### Extracted information

= = = =

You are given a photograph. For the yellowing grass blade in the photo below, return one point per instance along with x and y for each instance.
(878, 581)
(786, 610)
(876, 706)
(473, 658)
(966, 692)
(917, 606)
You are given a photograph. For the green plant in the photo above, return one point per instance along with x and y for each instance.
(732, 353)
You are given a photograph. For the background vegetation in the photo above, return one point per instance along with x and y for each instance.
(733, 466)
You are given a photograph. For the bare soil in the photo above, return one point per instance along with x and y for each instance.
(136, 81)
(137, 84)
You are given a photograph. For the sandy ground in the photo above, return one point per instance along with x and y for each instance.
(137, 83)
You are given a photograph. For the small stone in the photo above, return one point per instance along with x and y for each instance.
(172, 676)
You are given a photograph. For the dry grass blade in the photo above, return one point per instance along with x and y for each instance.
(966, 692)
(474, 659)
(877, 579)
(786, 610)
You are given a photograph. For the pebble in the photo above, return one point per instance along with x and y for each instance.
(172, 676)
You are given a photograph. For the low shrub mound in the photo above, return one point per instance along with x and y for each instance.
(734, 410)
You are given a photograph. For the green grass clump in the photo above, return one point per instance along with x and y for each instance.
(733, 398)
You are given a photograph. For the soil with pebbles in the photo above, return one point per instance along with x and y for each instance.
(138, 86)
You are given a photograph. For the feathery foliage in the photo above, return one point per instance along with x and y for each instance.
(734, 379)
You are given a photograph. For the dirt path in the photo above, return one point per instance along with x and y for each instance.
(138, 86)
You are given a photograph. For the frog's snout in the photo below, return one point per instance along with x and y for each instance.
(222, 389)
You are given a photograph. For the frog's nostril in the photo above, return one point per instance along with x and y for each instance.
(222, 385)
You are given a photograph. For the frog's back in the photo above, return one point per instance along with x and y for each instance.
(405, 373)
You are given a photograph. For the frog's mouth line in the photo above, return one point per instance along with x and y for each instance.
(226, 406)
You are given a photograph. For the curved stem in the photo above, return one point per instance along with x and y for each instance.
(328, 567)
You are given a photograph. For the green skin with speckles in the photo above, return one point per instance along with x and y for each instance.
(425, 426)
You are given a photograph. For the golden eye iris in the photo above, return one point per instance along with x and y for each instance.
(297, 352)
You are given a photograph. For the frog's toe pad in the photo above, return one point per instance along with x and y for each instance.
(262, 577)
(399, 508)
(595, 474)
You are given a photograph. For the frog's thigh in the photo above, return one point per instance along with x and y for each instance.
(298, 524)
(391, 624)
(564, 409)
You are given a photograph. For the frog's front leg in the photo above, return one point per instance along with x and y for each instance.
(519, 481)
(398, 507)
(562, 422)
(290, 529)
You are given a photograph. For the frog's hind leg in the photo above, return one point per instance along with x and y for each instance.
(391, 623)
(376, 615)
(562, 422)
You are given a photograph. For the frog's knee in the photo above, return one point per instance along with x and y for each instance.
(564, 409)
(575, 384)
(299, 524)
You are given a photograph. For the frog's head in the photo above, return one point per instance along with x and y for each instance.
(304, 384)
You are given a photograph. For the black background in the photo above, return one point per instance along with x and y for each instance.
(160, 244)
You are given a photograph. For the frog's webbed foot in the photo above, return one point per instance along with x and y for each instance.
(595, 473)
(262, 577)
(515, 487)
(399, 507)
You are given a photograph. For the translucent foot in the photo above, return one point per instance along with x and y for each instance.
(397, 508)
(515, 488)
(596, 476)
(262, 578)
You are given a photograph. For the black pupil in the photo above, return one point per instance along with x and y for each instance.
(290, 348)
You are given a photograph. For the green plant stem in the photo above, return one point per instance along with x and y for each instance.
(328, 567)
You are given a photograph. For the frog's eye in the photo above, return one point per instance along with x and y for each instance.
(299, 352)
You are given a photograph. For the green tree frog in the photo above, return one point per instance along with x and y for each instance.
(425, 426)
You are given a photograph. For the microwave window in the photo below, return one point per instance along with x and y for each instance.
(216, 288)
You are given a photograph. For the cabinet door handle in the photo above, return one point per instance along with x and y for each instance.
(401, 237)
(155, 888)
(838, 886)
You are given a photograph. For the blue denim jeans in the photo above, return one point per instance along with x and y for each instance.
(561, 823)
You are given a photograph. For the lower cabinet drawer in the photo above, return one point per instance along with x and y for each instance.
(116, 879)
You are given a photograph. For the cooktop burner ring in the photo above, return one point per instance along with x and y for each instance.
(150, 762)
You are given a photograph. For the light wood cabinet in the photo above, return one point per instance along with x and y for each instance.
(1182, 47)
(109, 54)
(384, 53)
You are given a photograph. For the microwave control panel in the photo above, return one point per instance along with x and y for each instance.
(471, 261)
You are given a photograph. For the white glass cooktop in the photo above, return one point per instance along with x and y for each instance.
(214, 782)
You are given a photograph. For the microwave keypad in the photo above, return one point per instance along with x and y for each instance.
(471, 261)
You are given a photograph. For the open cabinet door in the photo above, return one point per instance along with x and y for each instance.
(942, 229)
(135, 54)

= = = =

### What is needed
Set down only these lines, exactly: the line containing "You are given a photograph. For the cabinet" and each line after it, through the end of the listing.

### The reply
You are given a photograph. For the cabinet door handle in the photo above, return one point per instance along with x and y for each instance.
(401, 237)
(155, 888)
(838, 886)
You are given a photograph. For the blue denim jeans in the photo above, return one point per instance along with x and y for each instance.
(561, 823)
You are given a photograph. For the lower cabinet drawer in the photo above, return one point per instance along with x and y for each instance.
(116, 879)
You are given a photograph. For the cooktop burner ring in the photo above, return one point per instance along with x and y for each instance.
(150, 762)
You are given a photograph. For the light wood cabinet in the photo above, return one point per instance along with x and y for each instance.
(1182, 47)
(109, 54)
(384, 53)
You are given a photograph. For the microwave control panel in the photo above, return one point per instance along with x and y for each instance.
(471, 261)
You are given a photograph. For the white glass cooktop in the photo above, return one point per instance along with x and y for each instance.
(214, 782)
You are given a photograph. For the microwave keypad in the photo above, return one point per instance along with x and y for each instance.
(471, 261)
You are given a photograph. For the open cabinet door in the photo above, return one point per instance along with x and y for each instance.
(942, 229)
(135, 54)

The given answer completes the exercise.